### [DIRECTION A]
Write out a passage from the patent excerpt below. Begin at the words that contain "SUMMARY OF THE", and stop after "without residual handling.".
### [DIRECTION B]
According to the patent excerpt below, in what kind of memory may the cache of the '919 patent be implemented?

### [TEXT SHOWN]
____
The system may then send the input data from the key to the host
computer. However, the next time the system encounters the same key
in the pressed state, it can query its own memory (cache) instead
of retrieving the same scan code from the key memory again. The
present invention is superior to the technology discussed in the
'662 patent at least because it does not disclose caching
repetitive motion vectors, calculating a motion estimate from the
input data or updating the stored motion vector library based on
the input data, so that a client can use the stored motion vector
library to initiate motion prior to receiving actual motion vector
data from a server.
[0018] Japanese Patent No. JP6129865B2 ("the '865 patent"),
discloses systems and methods for transmit[ting] the rendered game
content data for the subsets of path segments to a game client for
caching on the local cache so that the game content data may be
available when needed during real-time game play. Again, the
present invention is superior to the technology discussed in the
'865 patent at least because it does not disclose caching
repetitive motion vectors, calculating a motion estimate from the
input data or updating the stored motion vector library based on
the input data, so that a client can use the stored motion vector
library to initiate motion prior to receiving actual motion vector
data from a server.
[0019] U.S. Pat. No. 9,762,919 ("the '919 patent"), discloses
systems and methods for caching reference data in a block
processing pipeline. The '919 patent technology discloses a cache
memory (e.g., a fully associative cache) that may be implemented,
for example in a local (to the pipeline) memory such as SRAM
(static random access memory), to which portions of the chroma
reference data (e.g., 64-byte memory blocks) corresponding to
motion vectors determined for macroblocks at earlier stages of the
pipeline may be prefetched from the memory. Chroma cache logic may
maintain the cache, and may extend over multiple stages of the
pipeline. Fetches for the motion vectors of a given macroblock
passing through the pipeline may be initiated by the chroma cache
logic one or more stages prior to the chroma motion compensation
stage to provide time (i.e., multiple pipeline cycles) to read the
respective memory blocks from the memory into the cache before
chroma motion compensation needs it. However, the '919 patent
remains deficient compared to the present invention. The present
invention is superior to the technology discussed in the '919
patent at least because it does not disclose caching repetitive
motion vectors, calculating a motion estimate from the input data
or updating the stored motion vector library based on the input
data, so that a client can use the stored motion vector library to
initiate motion prior to receiving actual motion vector data from a
server.
[0020] As is apparent from the above discussion of the state of the
art in this technology, there is a need in the art for an
improvement to the present computer technology related to the
encoding of real-time game environments.
SUMMARY OF THE INVENTION
[0021] It is therefore an object of the present invention to
disclose systems and methods for reducing latency through motion
compensation techniques in which a client device uses transmitted
lookup tables from a server to match user input to motion vectors,
and tag and sum those motion vectors. When a remote server
transmits encoded video frames to the client, the client decodes
those video frames and applies the summed motion vectors to the
decoded frames to estimate motion in those frames.
[0022] It is another object of the present invention to disclose
systems and methods in which the encoded video frames are decoded
without residual handling.
____
### [MATERIAL SUPPLIED]
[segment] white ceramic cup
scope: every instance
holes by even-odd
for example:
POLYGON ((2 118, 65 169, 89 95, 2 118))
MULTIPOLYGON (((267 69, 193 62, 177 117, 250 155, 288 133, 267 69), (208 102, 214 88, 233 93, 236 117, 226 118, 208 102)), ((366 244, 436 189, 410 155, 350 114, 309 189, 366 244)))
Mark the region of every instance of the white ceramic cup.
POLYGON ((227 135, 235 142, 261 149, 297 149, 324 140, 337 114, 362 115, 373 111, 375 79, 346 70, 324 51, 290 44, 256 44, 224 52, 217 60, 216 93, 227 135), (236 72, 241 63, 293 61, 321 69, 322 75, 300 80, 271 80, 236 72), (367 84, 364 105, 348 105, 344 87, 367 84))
____
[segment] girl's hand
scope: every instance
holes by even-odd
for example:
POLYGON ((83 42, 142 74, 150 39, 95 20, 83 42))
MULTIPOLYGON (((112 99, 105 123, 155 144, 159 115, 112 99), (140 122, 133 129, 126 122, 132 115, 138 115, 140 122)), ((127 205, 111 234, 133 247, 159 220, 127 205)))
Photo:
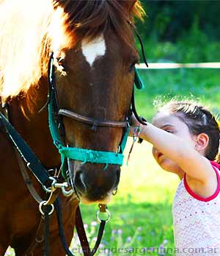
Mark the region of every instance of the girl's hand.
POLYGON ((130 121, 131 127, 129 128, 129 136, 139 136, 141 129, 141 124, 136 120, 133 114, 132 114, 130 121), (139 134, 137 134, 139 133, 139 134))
____
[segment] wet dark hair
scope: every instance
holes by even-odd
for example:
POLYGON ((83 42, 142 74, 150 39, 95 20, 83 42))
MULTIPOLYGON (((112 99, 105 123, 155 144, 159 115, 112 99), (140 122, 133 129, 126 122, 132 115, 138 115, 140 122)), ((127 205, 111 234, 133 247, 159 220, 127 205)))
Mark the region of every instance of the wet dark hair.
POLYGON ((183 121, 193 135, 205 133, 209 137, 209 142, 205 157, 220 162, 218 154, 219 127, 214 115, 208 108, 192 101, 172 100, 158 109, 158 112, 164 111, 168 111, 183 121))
____
### [SOLUTION A]
SUMMARY OF THE INVENTION
[0021] It is therefore an object of the present invention to
disclose systems and methods for reducing latency through motion
compensation techniques in which a client device uses transmitted
lookup tables from a server to match user input to motion vectors,
and tag and sum those motion vectors. When a remote server
transmits encoded video frames to the client, the client decodes
those video frames and applies the summed motion vectors to the
decoded frames to estimate motion in those frames.
[0022] It is another object of the present invention to disclose
systems and methods in which the encoded video frames are decoded
without residual handling.

### [SOLUTION B]
It may be implemented in a memory local to the pipeline, such as SRAM (static random access memory).